What is expected:
Gather every line in the lines below that contains the string "glass", matching case exactly.

Task input:
__________________________________________________

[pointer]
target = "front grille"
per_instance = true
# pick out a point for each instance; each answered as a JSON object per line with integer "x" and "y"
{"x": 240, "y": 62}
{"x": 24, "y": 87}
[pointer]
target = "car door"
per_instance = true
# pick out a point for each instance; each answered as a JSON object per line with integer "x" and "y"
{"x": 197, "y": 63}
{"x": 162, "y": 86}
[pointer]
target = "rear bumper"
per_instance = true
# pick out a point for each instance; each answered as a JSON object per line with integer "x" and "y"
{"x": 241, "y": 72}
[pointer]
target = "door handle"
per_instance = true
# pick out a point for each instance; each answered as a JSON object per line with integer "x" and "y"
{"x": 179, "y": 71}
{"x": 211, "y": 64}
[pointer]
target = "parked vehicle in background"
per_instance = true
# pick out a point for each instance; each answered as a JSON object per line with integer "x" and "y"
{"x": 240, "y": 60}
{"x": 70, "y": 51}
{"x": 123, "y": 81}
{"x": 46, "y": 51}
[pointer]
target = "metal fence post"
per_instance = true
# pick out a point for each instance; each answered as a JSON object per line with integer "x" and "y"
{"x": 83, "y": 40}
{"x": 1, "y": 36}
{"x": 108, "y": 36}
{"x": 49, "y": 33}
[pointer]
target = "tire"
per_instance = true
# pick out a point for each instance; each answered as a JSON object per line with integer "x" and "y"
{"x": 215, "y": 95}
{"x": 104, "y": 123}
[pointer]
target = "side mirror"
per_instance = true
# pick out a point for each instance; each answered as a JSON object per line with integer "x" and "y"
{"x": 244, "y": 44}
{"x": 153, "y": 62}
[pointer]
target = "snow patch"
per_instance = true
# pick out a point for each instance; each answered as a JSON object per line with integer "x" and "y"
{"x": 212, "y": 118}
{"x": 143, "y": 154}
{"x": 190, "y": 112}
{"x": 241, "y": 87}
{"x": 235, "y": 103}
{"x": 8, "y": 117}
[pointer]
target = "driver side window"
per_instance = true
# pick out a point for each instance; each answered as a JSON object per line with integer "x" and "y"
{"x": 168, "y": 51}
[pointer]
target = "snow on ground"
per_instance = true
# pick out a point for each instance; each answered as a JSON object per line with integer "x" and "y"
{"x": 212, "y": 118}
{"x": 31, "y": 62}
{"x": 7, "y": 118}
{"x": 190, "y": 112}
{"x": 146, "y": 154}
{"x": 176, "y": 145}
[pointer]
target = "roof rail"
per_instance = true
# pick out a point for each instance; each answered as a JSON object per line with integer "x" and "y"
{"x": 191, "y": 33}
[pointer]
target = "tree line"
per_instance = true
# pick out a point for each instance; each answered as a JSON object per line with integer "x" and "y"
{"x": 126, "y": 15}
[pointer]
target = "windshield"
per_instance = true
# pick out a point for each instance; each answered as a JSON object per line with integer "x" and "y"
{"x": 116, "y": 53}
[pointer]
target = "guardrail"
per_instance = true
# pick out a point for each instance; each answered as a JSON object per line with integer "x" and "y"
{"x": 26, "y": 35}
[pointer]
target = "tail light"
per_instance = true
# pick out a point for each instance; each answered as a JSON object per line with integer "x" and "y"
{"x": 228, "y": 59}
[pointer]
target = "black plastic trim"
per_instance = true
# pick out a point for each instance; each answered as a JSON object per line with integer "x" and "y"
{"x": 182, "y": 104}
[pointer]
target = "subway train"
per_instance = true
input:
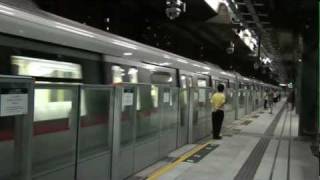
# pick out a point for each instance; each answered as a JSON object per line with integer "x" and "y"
{"x": 105, "y": 107}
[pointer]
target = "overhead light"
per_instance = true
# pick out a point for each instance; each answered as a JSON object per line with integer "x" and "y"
{"x": 74, "y": 30}
{"x": 214, "y": 4}
{"x": 6, "y": 12}
{"x": 125, "y": 44}
{"x": 182, "y": 61}
{"x": 128, "y": 54}
{"x": 6, "y": 7}
{"x": 164, "y": 64}
{"x": 205, "y": 72}
{"x": 166, "y": 56}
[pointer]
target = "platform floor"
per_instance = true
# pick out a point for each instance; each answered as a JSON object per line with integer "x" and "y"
{"x": 260, "y": 146}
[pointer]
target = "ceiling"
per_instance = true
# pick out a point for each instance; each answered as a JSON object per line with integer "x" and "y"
{"x": 203, "y": 34}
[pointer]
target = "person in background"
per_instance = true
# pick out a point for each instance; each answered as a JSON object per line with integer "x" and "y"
{"x": 270, "y": 100}
{"x": 291, "y": 100}
{"x": 265, "y": 97}
{"x": 218, "y": 100}
{"x": 275, "y": 96}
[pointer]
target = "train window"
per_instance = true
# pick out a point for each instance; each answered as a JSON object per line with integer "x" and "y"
{"x": 202, "y": 83}
{"x": 183, "y": 80}
{"x": 117, "y": 74}
{"x": 161, "y": 78}
{"x": 133, "y": 75}
{"x": 45, "y": 68}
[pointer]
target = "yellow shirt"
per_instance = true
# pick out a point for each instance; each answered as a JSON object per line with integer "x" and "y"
{"x": 217, "y": 101}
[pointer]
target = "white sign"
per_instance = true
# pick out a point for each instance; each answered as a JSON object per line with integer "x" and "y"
{"x": 202, "y": 95}
{"x": 166, "y": 97}
{"x": 14, "y": 104}
{"x": 127, "y": 99}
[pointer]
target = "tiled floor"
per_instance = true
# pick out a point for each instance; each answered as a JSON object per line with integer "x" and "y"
{"x": 225, "y": 162}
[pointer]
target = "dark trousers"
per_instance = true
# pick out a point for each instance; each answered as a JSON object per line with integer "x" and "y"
{"x": 217, "y": 119}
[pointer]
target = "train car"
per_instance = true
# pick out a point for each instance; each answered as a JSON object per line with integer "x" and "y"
{"x": 73, "y": 127}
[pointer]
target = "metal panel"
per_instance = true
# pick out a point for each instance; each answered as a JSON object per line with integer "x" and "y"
{"x": 16, "y": 131}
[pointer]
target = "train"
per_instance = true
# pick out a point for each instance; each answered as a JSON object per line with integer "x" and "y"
{"x": 135, "y": 103}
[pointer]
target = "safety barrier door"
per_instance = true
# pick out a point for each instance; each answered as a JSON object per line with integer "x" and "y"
{"x": 241, "y": 103}
{"x": 201, "y": 113}
{"x": 184, "y": 116}
{"x": 55, "y": 131}
{"x": 169, "y": 119}
{"x": 95, "y": 133}
{"x": 16, "y": 114}
{"x": 229, "y": 107}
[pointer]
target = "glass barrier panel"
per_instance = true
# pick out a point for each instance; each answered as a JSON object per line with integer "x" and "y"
{"x": 169, "y": 109}
{"x": 94, "y": 133}
{"x": 148, "y": 112}
{"x": 184, "y": 108}
{"x": 12, "y": 134}
{"x": 127, "y": 117}
{"x": 54, "y": 128}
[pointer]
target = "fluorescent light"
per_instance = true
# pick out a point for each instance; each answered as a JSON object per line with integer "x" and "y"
{"x": 6, "y": 7}
{"x": 74, "y": 30}
{"x": 214, "y": 4}
{"x": 125, "y": 44}
{"x": 164, "y": 64}
{"x": 128, "y": 54}
{"x": 166, "y": 56}
{"x": 205, "y": 72}
{"x": 182, "y": 61}
{"x": 6, "y": 12}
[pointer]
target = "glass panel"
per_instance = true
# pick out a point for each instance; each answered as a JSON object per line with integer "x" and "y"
{"x": 241, "y": 99}
{"x": 202, "y": 83}
{"x": 54, "y": 130}
{"x": 46, "y": 68}
{"x": 170, "y": 109}
{"x": 133, "y": 75}
{"x": 147, "y": 123}
{"x": 94, "y": 122}
{"x": 183, "y": 80}
{"x": 117, "y": 74}
{"x": 12, "y": 133}
{"x": 184, "y": 101}
{"x": 190, "y": 83}
{"x": 127, "y": 120}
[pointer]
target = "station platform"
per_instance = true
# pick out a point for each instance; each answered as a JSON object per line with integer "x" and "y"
{"x": 260, "y": 146}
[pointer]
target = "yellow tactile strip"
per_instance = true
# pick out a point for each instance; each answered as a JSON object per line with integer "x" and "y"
{"x": 161, "y": 171}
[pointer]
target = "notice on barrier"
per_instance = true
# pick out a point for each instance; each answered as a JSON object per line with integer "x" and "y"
{"x": 13, "y": 104}
{"x": 202, "y": 95}
{"x": 166, "y": 97}
{"x": 127, "y": 99}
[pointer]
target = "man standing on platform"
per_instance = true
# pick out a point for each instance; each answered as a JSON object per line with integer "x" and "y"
{"x": 218, "y": 100}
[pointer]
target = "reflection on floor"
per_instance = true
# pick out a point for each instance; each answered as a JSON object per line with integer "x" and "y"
{"x": 261, "y": 146}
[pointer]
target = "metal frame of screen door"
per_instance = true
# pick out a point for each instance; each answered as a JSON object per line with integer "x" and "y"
{"x": 25, "y": 144}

__________________________________________________

Expected output:
target = "glass barrier panel"
target = "glass panel"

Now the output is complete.